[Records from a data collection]
**********
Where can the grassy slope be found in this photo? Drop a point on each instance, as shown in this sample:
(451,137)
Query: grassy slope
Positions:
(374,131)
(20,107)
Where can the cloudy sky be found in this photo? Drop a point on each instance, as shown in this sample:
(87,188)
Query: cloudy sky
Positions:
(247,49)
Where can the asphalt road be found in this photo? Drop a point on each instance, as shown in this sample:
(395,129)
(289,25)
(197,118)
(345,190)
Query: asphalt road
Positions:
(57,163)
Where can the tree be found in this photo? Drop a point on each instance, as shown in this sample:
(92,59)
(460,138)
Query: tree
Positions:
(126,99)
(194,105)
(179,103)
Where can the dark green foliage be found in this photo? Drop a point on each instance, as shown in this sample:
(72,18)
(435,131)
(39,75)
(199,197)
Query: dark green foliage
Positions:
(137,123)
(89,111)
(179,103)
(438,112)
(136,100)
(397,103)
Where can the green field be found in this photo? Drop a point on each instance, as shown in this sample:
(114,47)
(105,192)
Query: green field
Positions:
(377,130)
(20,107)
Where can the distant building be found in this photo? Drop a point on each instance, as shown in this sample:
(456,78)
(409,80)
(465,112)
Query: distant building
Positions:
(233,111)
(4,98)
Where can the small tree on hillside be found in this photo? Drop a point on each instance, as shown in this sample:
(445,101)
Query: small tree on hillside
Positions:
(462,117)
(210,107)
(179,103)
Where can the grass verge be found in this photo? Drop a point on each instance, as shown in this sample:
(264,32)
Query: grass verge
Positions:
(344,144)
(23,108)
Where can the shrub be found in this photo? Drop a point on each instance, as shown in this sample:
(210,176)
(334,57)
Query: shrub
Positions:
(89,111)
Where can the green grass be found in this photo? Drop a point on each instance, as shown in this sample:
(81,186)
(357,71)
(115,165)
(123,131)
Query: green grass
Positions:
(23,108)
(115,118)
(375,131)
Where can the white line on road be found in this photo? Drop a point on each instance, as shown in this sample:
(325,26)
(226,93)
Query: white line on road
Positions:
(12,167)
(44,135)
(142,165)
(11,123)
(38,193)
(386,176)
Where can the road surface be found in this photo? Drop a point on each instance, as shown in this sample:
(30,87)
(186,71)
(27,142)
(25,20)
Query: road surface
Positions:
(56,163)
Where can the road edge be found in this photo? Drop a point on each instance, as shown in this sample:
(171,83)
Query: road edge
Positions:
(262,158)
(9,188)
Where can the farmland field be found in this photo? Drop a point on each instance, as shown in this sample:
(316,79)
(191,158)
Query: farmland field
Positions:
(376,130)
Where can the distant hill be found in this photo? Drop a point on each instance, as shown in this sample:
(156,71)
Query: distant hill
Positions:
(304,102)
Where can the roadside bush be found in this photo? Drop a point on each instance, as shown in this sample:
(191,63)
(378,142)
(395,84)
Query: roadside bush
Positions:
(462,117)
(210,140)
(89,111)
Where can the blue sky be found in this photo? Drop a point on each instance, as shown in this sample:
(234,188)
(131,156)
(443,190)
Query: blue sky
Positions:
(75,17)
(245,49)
**********
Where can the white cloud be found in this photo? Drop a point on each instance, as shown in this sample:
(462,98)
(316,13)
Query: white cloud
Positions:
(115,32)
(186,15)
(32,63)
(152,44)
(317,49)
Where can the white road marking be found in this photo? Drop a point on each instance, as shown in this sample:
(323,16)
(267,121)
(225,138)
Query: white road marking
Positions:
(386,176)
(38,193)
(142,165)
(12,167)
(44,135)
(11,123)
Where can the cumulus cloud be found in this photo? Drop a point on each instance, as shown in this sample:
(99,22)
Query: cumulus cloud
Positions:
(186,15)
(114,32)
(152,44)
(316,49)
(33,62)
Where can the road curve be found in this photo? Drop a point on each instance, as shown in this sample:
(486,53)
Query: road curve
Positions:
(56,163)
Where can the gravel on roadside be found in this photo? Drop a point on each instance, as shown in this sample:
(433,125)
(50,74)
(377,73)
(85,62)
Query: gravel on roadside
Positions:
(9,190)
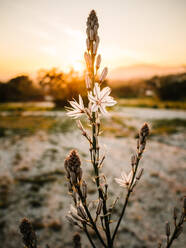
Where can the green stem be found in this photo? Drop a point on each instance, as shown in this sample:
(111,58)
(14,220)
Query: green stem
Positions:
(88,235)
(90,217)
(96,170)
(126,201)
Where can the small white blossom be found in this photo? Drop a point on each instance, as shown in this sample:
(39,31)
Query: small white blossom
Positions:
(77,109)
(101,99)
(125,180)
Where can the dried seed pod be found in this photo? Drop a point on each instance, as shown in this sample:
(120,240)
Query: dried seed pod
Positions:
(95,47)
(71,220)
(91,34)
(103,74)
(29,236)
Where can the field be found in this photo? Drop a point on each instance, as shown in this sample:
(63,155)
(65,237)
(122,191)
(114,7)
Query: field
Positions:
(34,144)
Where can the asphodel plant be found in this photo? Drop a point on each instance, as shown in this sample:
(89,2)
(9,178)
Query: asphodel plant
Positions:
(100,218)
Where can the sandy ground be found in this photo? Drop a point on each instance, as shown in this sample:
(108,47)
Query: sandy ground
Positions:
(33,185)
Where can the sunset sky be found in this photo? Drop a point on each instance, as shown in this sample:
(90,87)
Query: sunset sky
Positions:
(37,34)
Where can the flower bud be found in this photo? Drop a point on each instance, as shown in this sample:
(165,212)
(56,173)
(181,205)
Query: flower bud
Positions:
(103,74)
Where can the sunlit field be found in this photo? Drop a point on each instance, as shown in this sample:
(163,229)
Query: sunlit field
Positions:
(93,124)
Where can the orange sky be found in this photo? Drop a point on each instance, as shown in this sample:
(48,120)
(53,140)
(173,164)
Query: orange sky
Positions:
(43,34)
**********
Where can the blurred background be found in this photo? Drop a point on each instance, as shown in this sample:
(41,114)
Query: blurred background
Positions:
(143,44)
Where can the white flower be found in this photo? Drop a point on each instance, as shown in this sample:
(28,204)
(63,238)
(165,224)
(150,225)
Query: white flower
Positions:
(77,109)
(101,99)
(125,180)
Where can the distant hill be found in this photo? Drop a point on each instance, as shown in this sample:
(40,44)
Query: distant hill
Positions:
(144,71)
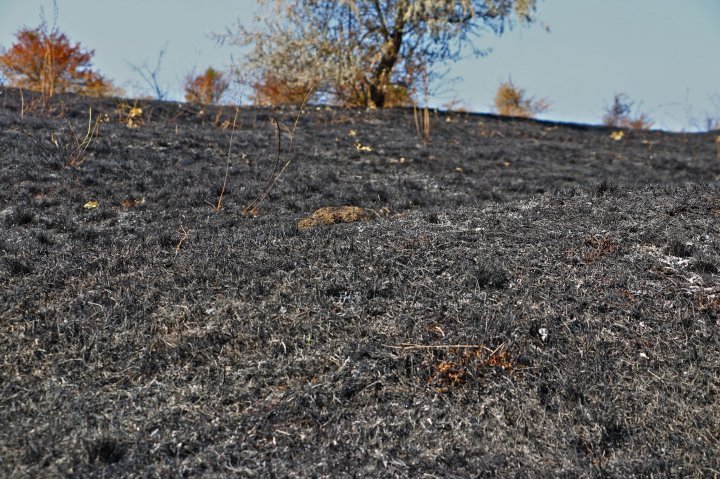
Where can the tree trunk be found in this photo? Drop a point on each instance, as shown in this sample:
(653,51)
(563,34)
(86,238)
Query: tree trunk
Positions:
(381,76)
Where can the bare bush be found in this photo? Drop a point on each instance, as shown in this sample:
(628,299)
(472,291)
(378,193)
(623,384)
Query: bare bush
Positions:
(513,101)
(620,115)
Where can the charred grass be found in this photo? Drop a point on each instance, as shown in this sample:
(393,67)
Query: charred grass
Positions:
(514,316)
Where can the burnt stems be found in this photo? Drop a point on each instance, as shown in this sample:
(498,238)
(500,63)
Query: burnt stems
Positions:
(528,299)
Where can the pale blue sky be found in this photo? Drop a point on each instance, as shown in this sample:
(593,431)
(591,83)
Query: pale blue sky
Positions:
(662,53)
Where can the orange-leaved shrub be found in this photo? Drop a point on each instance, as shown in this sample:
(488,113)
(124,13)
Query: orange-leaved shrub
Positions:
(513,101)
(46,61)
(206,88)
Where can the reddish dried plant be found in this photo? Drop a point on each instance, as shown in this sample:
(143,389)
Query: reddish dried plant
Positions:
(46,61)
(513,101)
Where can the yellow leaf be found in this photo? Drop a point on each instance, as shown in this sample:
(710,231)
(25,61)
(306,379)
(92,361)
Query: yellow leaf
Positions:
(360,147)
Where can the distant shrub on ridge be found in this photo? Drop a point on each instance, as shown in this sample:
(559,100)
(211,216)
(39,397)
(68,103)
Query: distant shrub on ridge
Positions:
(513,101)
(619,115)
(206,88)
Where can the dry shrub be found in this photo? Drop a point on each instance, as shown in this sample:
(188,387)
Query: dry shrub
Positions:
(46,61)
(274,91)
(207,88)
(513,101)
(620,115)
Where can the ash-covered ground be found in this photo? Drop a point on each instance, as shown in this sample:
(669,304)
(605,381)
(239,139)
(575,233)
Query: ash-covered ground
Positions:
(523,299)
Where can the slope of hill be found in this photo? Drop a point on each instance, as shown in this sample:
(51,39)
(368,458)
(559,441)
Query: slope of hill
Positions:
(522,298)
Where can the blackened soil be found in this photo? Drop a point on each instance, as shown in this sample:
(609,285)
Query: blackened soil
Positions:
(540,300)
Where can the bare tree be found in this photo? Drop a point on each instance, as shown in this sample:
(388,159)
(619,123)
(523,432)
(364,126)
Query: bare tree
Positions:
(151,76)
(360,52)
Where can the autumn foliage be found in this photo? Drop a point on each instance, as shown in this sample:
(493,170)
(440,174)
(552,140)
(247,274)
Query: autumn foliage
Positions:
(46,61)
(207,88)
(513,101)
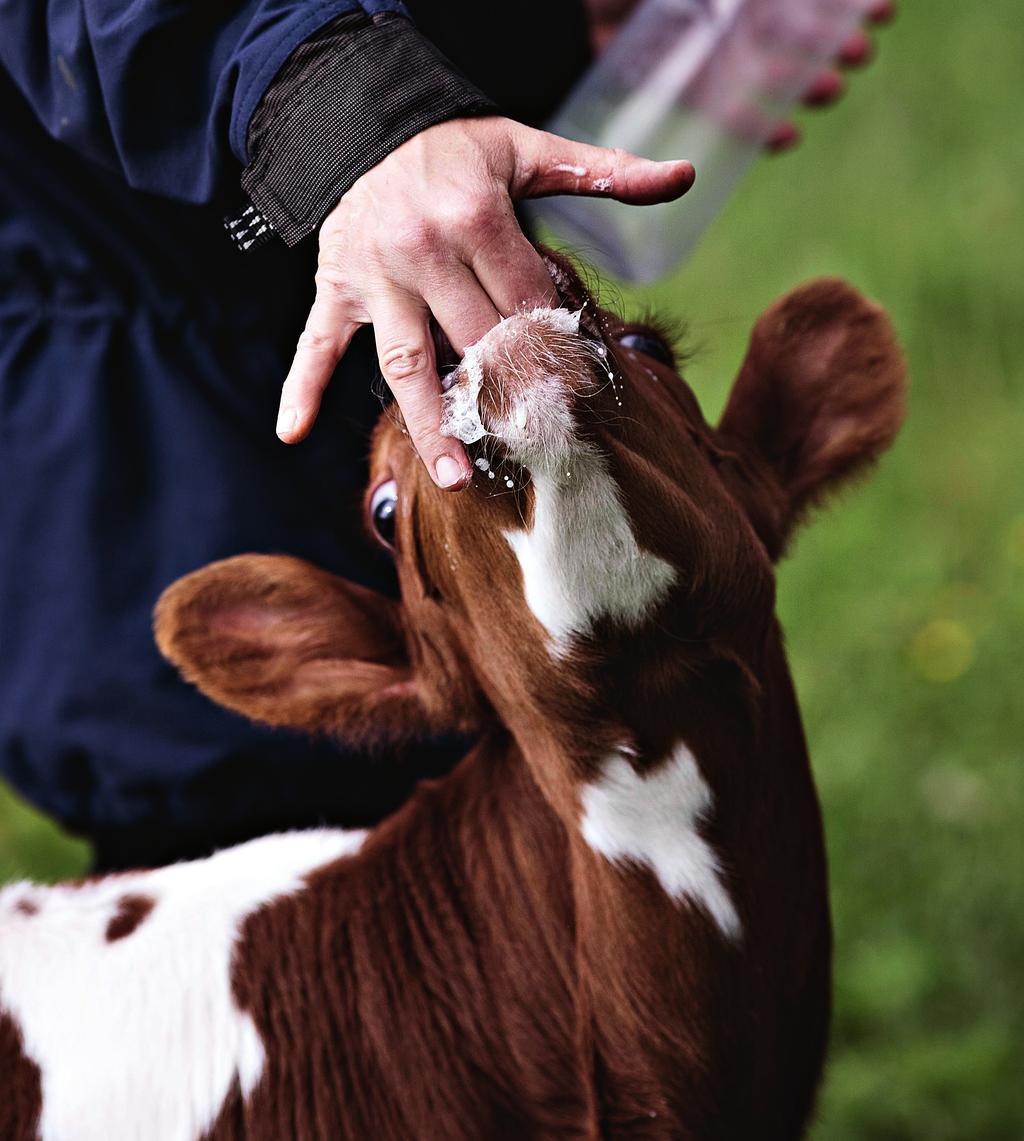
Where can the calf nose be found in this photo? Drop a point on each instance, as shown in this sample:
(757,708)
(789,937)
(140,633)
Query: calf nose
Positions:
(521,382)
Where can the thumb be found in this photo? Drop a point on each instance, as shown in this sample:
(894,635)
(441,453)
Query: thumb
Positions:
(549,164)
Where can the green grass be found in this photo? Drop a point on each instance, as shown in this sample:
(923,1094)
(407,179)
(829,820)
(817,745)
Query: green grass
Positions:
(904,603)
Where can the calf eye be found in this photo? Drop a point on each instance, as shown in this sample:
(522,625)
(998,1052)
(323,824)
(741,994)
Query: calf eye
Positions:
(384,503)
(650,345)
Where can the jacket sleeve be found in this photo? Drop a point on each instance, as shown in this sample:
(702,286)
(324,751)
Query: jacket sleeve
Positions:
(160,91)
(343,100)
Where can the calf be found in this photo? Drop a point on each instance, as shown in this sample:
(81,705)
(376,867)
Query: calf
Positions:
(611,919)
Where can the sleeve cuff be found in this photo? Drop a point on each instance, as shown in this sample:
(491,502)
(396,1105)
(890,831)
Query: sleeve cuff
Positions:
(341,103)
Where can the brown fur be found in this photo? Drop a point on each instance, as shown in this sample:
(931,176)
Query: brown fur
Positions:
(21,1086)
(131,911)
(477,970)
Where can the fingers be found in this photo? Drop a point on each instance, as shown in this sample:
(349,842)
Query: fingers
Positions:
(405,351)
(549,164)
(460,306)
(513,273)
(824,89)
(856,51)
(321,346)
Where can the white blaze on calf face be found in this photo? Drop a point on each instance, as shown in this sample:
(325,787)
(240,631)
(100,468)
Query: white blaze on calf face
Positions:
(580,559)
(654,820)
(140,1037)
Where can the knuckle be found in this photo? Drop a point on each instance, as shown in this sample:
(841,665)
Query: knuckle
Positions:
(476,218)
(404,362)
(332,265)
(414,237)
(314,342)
**********
### Goal
Gather every line in the rows above that contains the word "grassy", matching case exactly.

### Correct result
Where can the grassy slope be found in this photo? Drop a point on each instance, as shown in this sample:
Query: grassy slope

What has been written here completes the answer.